*** SOURCE PASSAGE

The Earl of Essex and The Political Climate of the 1590s Part II

Queen Elizabeth I
    Essex conduct at war is chivalric in nature because the execution or action was not solely based on his victories. Essex's "glory and honour is not given by success or political achievement but by courage and intrepid conduct and behaviour."[1]His honorable conduct in the Spanish War and at court are purposed with the preservation of the English, as Essex narrates and defends his this steadfastness to the Queen  and the English state in both his accomplishments and failures in An Apologie of the Earle of Essex, against Those Which Iealovsly, and Maliciovsly, Tax Him to Be the Hinderer of the Peace and Qviet of His Covntry.  In his early experiences under Leicester in the proxy war against Spain in the Netherlands, Essex  recalls fondly that "the State of England not onely dispose it selfe to great actions, but ingaged in them."[2] He saw the valor of these battles as influencing his fate and directing him on the course of martial prestige. Essex views to the English cause as influencing his fate and directing him on the course of martial prestige.
          Essex views his involvement in the defense of the King of Portugal, as an obligation to end the oppression of Philip II and "to free both mine Country and our confederates, from the feare or danger of his attempts"[3] He further defends his unsanctioned actions against the Spanish as a necessity because there was no time to consult over a retaliation. Essex's devotion to the English State and its earthly monarch are determined and accomplished by his Protestantism, his renown military leadership, his virtuous and steadfast honor. His chivalric honor is seen in the political arena as well, as he describes the sacrifices he had made in order to maintain his honor: He states in the Apologie:
The reputation of a most faithfull subject and zealous Patriot (which, with hazard of my life and decay of my estate, I have sought to purchase) must not suffer this ougly and odius aspersion, that my actions have caused, maintained, or increased the warres or had ever any such scope or intent[4]
While he is blamed for the continued wars with Spain and abroad, he confesses that his actions were in accordance to his ideology of being a "Patriot" not a warmonger. It is  in this dedication to England and that Essex soundly fortifies himself in the self-appointed  role as defender of the Elizabethan state.

******
*** RECORDS

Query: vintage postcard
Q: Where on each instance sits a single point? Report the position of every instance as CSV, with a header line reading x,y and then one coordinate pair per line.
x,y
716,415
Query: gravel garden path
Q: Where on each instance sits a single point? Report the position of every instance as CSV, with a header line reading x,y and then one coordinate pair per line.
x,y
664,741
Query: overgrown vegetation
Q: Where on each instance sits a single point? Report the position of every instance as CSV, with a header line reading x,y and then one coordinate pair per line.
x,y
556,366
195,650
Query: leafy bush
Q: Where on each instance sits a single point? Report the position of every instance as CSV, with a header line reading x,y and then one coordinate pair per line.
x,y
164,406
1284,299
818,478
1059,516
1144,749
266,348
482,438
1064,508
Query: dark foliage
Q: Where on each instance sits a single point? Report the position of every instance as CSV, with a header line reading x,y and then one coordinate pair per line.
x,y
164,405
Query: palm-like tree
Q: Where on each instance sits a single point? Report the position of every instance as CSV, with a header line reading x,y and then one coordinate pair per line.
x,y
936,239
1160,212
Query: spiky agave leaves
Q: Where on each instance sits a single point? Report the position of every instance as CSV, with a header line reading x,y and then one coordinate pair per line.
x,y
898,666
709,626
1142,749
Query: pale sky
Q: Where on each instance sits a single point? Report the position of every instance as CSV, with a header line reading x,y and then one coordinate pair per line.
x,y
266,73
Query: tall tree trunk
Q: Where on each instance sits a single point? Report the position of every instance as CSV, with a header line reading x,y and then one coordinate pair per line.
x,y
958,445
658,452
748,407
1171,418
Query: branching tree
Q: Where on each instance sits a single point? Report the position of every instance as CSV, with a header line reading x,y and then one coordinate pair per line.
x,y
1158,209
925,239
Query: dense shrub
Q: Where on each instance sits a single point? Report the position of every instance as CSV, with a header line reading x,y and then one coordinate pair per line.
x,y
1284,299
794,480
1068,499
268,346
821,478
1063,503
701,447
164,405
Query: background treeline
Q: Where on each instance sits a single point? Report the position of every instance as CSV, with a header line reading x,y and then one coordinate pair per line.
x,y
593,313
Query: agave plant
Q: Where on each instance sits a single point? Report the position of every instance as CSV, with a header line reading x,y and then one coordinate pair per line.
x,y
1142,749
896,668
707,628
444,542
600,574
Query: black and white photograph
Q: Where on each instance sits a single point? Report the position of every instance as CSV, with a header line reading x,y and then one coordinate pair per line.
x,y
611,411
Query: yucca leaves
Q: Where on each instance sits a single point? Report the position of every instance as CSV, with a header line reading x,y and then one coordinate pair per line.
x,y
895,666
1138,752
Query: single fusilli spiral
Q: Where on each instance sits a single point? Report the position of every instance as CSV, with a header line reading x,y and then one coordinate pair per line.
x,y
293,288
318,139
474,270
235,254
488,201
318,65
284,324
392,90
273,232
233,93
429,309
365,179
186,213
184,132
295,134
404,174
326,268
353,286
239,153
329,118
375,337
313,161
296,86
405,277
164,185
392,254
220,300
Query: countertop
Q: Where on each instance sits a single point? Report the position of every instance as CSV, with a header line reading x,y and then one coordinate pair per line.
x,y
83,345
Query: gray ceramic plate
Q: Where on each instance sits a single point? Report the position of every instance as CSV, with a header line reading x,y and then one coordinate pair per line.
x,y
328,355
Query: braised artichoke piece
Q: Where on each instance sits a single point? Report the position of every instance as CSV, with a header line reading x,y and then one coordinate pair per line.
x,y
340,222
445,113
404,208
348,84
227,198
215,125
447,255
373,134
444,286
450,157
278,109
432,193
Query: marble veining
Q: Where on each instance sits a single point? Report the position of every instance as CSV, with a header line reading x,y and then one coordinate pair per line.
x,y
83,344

******

TASKS AND EXERCISES:
**a.** Rewrite the paragraph of the Essex passage that begins "While he is blamed" as a short bulleted list that keeps its main facts.
**b.** Answer these questions from the Essex passage, one answer per line, marked the same way:
(i) Under whom did Essex gain his early experience in the proxy war against Spain in the Netherlands?
(ii) Whose oppression did Essex see it as his obligation to end when he defended the King of Portugal?
(iii) In the quoted lines from the Apologie, what two things does Essex say he risked to gain his reputation as a faithful subject and zealous Patriot?

EXERCISE ANSWERS:
**a.**
- Essex is blamed for the continued wars with Spain and abroad.
- He says his actions followed his ideology of being a "Patriot," not a warmonger.
- Through this dedication to England, he fortifies himself in the self-appointed role of defender of the Elizabethan state.

**b.**
(i) Leicester
(ii) Philip II
(iii) His life and his estate